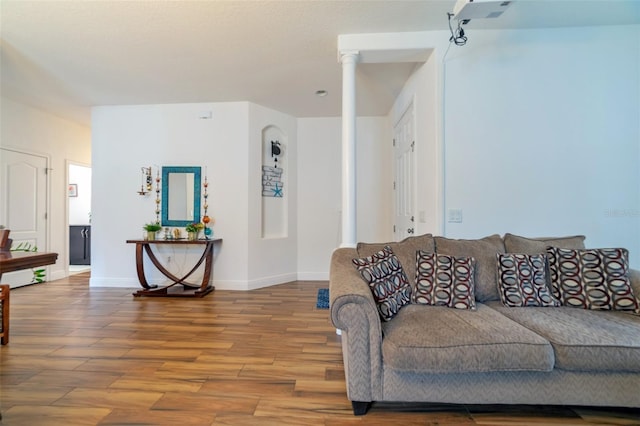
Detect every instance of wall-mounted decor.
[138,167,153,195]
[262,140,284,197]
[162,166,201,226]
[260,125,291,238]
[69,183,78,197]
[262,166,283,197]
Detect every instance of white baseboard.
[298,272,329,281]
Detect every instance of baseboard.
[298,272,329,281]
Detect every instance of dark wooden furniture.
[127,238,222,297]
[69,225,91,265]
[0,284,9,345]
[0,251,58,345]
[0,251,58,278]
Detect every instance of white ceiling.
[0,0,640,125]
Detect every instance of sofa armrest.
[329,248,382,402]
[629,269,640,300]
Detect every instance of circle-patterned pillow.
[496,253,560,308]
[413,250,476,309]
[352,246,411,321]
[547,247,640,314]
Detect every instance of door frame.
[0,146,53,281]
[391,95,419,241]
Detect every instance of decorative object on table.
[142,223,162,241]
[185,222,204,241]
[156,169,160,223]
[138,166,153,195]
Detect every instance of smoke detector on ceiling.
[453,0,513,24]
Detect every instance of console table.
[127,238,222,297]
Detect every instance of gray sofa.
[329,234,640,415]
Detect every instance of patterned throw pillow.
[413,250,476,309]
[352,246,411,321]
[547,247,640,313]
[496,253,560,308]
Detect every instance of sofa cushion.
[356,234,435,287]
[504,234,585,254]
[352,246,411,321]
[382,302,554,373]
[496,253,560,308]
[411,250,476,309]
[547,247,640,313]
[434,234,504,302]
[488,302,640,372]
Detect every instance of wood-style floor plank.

————————

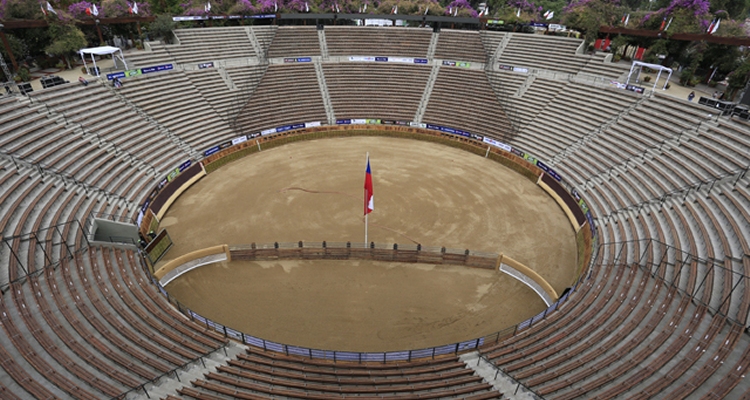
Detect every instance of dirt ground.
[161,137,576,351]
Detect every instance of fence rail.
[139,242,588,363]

————————

WHAT THE EXERCISE ASKS => Copy out the entries above without any change, from the line containing "Detect every instance of wall-mounted decor." through the line containing "[0,251,58,278]", including both of those lines.

RESPONSE TO THE EXERCISE =>
Detect every instance of wall-mounted decor.
[138,167,153,195]
[262,140,284,197]
[162,166,201,226]
[260,125,291,238]
[69,183,78,197]
[262,166,283,197]
Detect every instance of white baseboard.
[298,272,329,281]
Detect every instance of baseboard.
[298,272,329,281]
Detect every instance of dark wooden furniture.
[127,238,222,297]
[69,225,91,265]
[0,284,9,345]
[0,251,58,345]
[0,251,58,278]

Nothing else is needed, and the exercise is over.